TASK TO COMPLETE:
Rewrite all the entries below as a numbered list, leaving out blank lines and omitting the pictures.

SOURCE RECORDS:
↓

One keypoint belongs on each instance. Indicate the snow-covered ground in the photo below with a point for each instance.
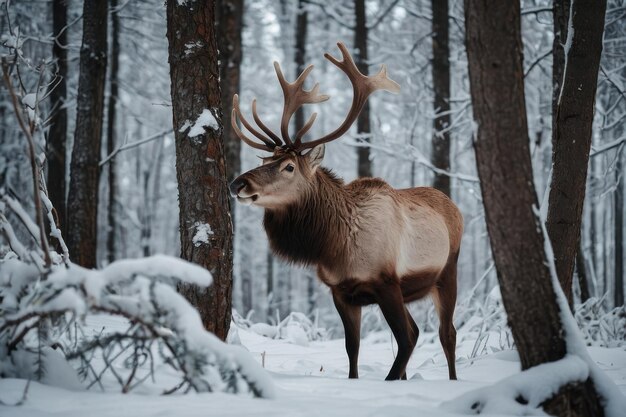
(310, 380)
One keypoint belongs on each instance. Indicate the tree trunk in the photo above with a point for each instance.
(230, 24)
(205, 226)
(581, 269)
(441, 85)
(619, 233)
(84, 172)
(300, 57)
(364, 165)
(112, 217)
(573, 109)
(494, 50)
(300, 54)
(57, 136)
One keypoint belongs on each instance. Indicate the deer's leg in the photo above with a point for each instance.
(413, 332)
(445, 300)
(351, 319)
(389, 298)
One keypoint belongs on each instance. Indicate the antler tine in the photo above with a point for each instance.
(295, 96)
(362, 87)
(262, 125)
(236, 114)
(304, 129)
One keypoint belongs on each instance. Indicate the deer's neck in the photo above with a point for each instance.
(315, 229)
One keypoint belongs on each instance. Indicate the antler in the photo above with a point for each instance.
(296, 96)
(236, 113)
(362, 87)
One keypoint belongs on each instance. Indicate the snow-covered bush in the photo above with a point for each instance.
(163, 330)
(296, 328)
(599, 326)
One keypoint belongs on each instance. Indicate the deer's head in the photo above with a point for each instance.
(288, 173)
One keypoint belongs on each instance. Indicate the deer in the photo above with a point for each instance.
(370, 243)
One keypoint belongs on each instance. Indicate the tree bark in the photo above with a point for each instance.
(57, 135)
(573, 109)
(619, 233)
(364, 165)
(84, 172)
(230, 25)
(111, 136)
(581, 269)
(441, 84)
(494, 50)
(300, 54)
(205, 226)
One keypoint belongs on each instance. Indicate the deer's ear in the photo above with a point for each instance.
(315, 156)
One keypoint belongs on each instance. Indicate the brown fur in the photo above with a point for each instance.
(371, 243)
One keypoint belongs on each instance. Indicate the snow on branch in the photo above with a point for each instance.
(522, 394)
(159, 328)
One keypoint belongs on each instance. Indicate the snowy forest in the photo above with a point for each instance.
(209, 207)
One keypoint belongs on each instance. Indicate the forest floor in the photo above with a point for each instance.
(310, 379)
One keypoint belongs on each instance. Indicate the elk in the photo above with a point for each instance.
(371, 243)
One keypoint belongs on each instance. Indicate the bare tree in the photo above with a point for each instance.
(111, 136)
(205, 226)
(84, 172)
(57, 135)
(229, 21)
(575, 79)
(494, 50)
(364, 165)
(619, 232)
(441, 85)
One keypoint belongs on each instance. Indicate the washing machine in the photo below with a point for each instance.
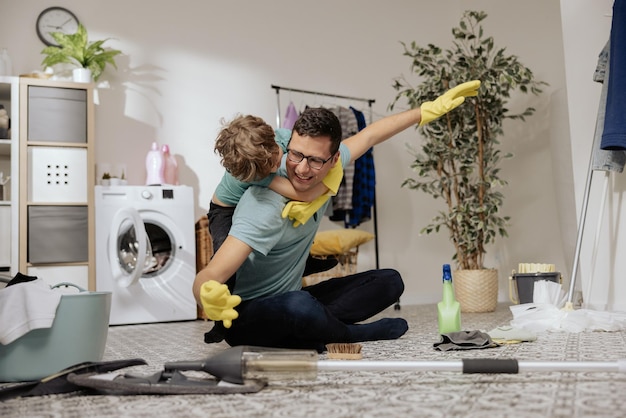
(146, 252)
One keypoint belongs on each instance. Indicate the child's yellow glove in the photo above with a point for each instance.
(448, 101)
(218, 303)
(301, 212)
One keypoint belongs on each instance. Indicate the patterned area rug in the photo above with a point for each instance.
(368, 394)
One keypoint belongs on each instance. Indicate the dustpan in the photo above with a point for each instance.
(548, 313)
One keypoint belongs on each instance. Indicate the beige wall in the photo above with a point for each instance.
(187, 64)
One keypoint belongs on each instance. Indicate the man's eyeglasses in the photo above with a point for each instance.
(315, 163)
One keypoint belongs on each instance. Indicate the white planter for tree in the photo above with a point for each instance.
(81, 75)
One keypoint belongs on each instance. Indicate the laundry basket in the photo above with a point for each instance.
(78, 334)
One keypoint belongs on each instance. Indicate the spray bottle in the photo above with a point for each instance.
(449, 309)
(170, 170)
(154, 165)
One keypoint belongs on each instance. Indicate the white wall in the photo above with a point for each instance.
(187, 64)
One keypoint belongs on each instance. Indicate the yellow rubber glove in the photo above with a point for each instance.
(448, 101)
(301, 212)
(218, 303)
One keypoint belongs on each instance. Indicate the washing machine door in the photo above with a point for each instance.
(129, 248)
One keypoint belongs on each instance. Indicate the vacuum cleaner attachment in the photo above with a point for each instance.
(244, 363)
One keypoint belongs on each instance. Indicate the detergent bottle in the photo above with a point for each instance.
(170, 170)
(154, 166)
(449, 309)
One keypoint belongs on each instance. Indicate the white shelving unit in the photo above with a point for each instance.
(9, 166)
(47, 224)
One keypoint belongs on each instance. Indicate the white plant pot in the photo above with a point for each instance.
(81, 75)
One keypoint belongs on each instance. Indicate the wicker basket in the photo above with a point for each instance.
(204, 243)
(204, 250)
(476, 290)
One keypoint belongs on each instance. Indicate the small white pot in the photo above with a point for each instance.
(81, 75)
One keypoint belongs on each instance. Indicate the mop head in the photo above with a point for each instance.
(546, 313)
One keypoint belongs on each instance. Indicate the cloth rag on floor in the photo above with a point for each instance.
(464, 340)
(26, 306)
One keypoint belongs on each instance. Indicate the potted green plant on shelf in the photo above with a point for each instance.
(459, 159)
(76, 49)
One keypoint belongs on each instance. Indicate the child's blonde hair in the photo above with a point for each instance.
(248, 147)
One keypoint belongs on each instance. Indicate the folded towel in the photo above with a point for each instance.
(26, 306)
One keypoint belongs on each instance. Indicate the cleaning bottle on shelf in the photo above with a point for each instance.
(154, 166)
(170, 170)
(449, 309)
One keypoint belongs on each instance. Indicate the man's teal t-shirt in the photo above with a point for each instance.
(280, 250)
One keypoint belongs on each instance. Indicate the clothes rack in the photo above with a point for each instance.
(335, 96)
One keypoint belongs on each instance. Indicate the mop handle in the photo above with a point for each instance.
(511, 366)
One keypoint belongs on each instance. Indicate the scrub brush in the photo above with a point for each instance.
(344, 351)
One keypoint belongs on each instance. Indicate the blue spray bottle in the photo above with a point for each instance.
(449, 309)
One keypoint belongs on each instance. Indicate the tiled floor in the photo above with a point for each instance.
(370, 394)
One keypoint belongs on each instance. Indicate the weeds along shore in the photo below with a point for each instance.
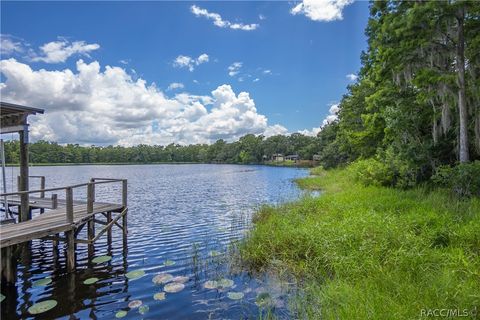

↑

CORRECT RESULT:
1. One keypoint belongs on each instance. Indicate the snow-covered ground in the photo below with a point for each instance.
2. (310, 380)
3. One keypoint belongs on each instance. Indicate the tree trunk in the photo above with a point for each instance.
4. (230, 24)
5. (205, 226)
6. (581, 269)
7. (441, 85)
8. (619, 233)
9. (84, 172)
10. (300, 57)
11. (364, 165)
12. (112, 217)
13. (573, 109)
14. (494, 50)
15. (300, 54)
16. (57, 136)
17. One keypoint belongs on each instance. Indicate the deer's leg in the photo above with a point for each instance.
18. (413, 332)
19. (445, 300)
20. (351, 319)
21. (389, 298)
22. One keypoint belongs on each instance. Indicate the antler tine in the photo above with a point for each instance.
23. (295, 96)
24. (362, 87)
25. (262, 125)
26. (236, 114)
27. (304, 129)
28. One keypoint belongs on each instance. Indicate the deer's neck in the photo above with a point for each instance.
29. (315, 229)
30. One keypoint belongs on each instance. Indicate the antler in the photo above with a point for each instance.
31. (296, 96)
32. (236, 113)
33. (362, 87)
34. One keypoint belongs on each instance. Indicate the snow-covered bush in the photo above with a point for each instance.
35. (163, 330)
36. (296, 328)
37. (599, 326)
38. One keypoint belongs on each instance. Indicate the deer's head in the photo above with a point for each instance.
39. (288, 173)
40. One keypoint belongs on each instance. Indicate the deer in the photo above with a point for each instance.
41. (370, 243)
42. One keypoint belongs on each instance. Indicate the tree bark in the photo above with a point for each instance.
43. (57, 135)
44. (573, 109)
45. (619, 233)
46. (364, 165)
47. (84, 172)
48. (230, 25)
49. (111, 136)
50. (581, 269)
51. (441, 84)
52. (494, 50)
53. (300, 54)
54. (205, 226)
55. One keypoint belongs on each instance. Indicate the deer's ear in the photo above with a point for each instance.
56. (315, 156)
57. One keypoint belongs on each instance. Indicate the brown fur in the photo above with a point for each instance.
58. (371, 243)
59. One keypoint belongs on each instance. Indicate the snow on branch in the photo above with a point for each instance.
60. (522, 394)
61. (159, 328)
62. One keypoint belongs on each instance. Indicate the snowy forest in the photo above with a point for each instance.
63. (209, 207)
64. One keypoint belongs on each instance. Indicate the forest floor in the photo above with a point for each instance.
65. (310, 379)
66. One keypoint belongs on each instance. Indicate the elk in the photo above with a point for each instance.
67. (371, 243)
68. One keypoint belongs on each instance. Indicate the bare tree in the photo above with a point for each instance.
69. (111, 136)
70. (205, 226)
71. (84, 172)
72. (57, 135)
73. (229, 21)
74. (575, 79)
75. (494, 50)
76. (364, 165)
77. (619, 232)
78. (441, 85)
79. One keypoint belongs on each instance. Indicate the washing machine in the photo below with a point for each instance.
80. (146, 252)
81. One keypoint belongs on each instance. Indicate the child's yellow glove in the photo above with a point for each instance.
82. (448, 101)
83. (218, 303)
84. (301, 212)
85. One keypoint belongs on each instance. Indicate the patterned area rug in the photo above with a point for each instance.
86. (368, 394)
87. One keypoint belongs on each instance. Indicate the dustpan in the photo above with a point for each instance.
88. (548, 313)
89. One keypoint belongs on each instance. Indicate the beige wall in the photo above with a point for each instance.
90. (187, 64)
91. One keypoint belongs on each instance. Indicate the man's eyeglasses in the photo above with a point for each instance.
92. (315, 163)
93. One keypoint belongs on each instance. Indicate the white planter for tree in the photo above with a point for each instance.
94. (81, 75)
95. One keypoint belongs on each instance. Indicate the laundry basket in the photo above with a point for each instance.
96. (78, 334)
97. One keypoint belongs on each instance. Indicate the spray bottle in the photo above with a point for each instance.
98. (449, 309)
99. (170, 170)
100. (154, 165)
101. One keypoint belongs on each instance. Indicate the white wall in the photo above with a point for each instance.
102. (187, 64)
103. One keypoint belongs on each instance. Indicate the yellow rubber glove in the photo above with a point for each instance.
104. (448, 101)
105. (301, 212)
106. (218, 303)
107. One keypoint belongs on each instance. Indicate the washing machine door in the photo above with a point for each instance.
108. (129, 248)
109. One keypoint belongs on each instance. Indicate the vacuum cleaner attachment in the photo above with a point for each instance.
110. (244, 363)
111. One keypoint belongs on each instance. Indicate the detergent bottle in the photo above with a point for each instance.
112. (170, 170)
113. (154, 166)
114. (449, 309)
115. One keypoint belongs on each instance. Indicate the white shelving unit in the photo above with a point for each instance.
116. (9, 166)
117. (47, 224)
118. One keypoint belongs on each instance. Indicate the white plant pot in the photo above with a point for each instance.
119. (81, 75)
120. One keypoint belongs on each instance. Indicate the wicker basket in the photo above with a point for each instance.
121. (204, 243)
122. (204, 250)
123. (476, 290)
124. One keypoint belongs on each instance. Indicate the small white pot in the photo above with a point for each instance.
125. (81, 75)
126. One keypoint belongs on each instance. Indicate the mop head in the photo above with a point for each instance.
127. (546, 313)
128. One keypoint belongs on each instance. Indicate the cloth rag on floor in the photo above with a point for each instance.
129. (464, 340)
130. (26, 306)
131. One keypoint belongs on each instance. Indicate the potted green plant on shelf in the photo above with a point for each instance.
132. (459, 159)
133. (76, 49)
134. One keypoint belongs on each instance. Indicate the child's blonde hair in the photo above with a point for each instance.
135. (248, 147)
136. One keypoint belongs on each instance. Indicate the folded towel in the photo above with a point for each instance.
137. (26, 306)
138. One keypoint belongs on each instance. Indicate the cleaning bottle on shelf in the photo above with a point for each instance.
139. (154, 166)
140. (170, 170)
141. (449, 309)
142. One keypoint belongs on each instance. Indicate the man's teal t-shirt in the photo above with a point for each instance.
143. (280, 250)
144. One keypoint belongs on each instance. Indicate the clothes rack in the photo above with a point for each instance.
145. (335, 96)
146. One keypoint belongs on each instance. Indicate the mop handle in the photo above with a point for each instance.
147. (511, 366)
148. One keypoint belongs on each instance. Indicate the scrub brush in the photo above with a point for each instance.
149. (344, 351)
150. One keypoint belongs on each instance. Indicate the blue spray bottle in the photo above with a point for each instance.
151. (449, 309)
152. One keypoint belongs on each instance. Indicate the tiled floor in the photo above with a point for each instance.
153. (370, 394)
154. One keypoint belongs on each instance. Indicate the weeds along shore in the photo below with a point for each instance.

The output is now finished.